> [TEXT FOR ANALYSIS]
====================
Roots Market, an organic grocer in Clarksville and Olney, plans to highlight non- genetically modified ingredients this month.

"Genetically modified organisms" or GMOs, are plants or animals created through gene splicing techniques of biotechnology, or genetic engineering, according to the Non-GMO Project, a nonprofit working to build sources of non-GMO products. The group, which designated October as non-GMO Month, says the experimental technology, which merges DNA from different species, creates unstable combinations of plant, animal, bacterial and viral genes.

"With GMOs now contaminating as much as 80 percent of conventional packaged foods, we are more committed than ever to offering our customers safe, healthy non-GMO choices," said Jeff Kaufman, owner of Roots. "We believe people have the right to know what's in their food."

Roots, one of 1,500 food retailers across North America trying to raise awareness this month, plans to set up special end cap displays to show off its GMO-free products.  The market has discontinued many items with GMO ingredients and looks for organic/non-GMO alternatives. All its corn and soy-based products, such as tortilla chips and tofu, are organic or non-GMO.

The grocer points to growing concern over GMO's in packaged food, including requests for the Food and Drug Administration to require mandatory labeling of GMO foods. Connecticut and Maine passed GMO labeling bills in June, and other states are considering similar laws.

GMO labeling is mandatory in 64 countries, including Australia, Russia, China and in all of Europe, but no such requirements exist in the U.S.

The non-GMO Project offers a third-party verification of non-GMO products that's gaining in popularity in the natural products industry.
====================
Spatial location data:
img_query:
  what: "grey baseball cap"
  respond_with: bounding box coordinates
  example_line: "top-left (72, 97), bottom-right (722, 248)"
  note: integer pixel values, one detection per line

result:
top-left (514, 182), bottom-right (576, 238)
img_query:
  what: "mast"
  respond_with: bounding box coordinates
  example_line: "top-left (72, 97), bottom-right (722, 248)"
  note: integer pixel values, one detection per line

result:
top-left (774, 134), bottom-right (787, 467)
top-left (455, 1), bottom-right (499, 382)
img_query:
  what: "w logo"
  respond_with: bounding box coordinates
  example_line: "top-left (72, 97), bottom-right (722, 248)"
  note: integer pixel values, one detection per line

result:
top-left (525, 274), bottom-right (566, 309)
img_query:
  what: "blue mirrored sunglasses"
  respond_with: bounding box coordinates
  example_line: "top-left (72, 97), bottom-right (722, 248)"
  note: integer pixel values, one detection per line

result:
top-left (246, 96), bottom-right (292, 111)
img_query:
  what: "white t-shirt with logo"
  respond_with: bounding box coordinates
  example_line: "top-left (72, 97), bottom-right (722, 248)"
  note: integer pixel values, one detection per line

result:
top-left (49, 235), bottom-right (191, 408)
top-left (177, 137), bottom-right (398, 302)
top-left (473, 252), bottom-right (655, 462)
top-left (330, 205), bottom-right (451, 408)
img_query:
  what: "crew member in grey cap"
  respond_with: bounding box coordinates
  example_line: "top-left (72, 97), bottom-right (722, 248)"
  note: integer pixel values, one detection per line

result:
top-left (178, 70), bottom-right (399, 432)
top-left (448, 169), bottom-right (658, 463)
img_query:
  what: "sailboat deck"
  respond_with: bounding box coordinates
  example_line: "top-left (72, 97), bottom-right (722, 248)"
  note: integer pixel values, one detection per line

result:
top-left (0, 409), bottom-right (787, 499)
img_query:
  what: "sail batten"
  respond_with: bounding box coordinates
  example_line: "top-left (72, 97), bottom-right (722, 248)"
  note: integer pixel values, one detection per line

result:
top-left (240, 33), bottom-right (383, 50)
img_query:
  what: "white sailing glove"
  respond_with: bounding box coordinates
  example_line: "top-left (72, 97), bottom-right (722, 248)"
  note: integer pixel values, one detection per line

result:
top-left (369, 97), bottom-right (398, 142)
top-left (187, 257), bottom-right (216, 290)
====================
> [INSTRUCTIONS]
**1)** For each statement about the Roots Market article, say yes or no depending on whether it agrees with the article, and quote the words that decide it. (a) Roots Market has stores in Clarksville and Olney. (b) GMO labeling is mandatory in the U.S. (c) The Non-GMO Project designated November as non-GMO Month.
**2)** Please list every kind of gene that, according to the Roots Market article, the Non-GMO Project says GMO technology combines.
Answer from the text alone, not from the lines.

> [RESPONSES]
**1)**
(a) Yes: "an organic grocer in Clarksville and Olney"
(b) No: "no such requirements exist in the U.S."
(c) No: "designated October as non-GMO Month"

**2)** Plant, animal, bacterial, viral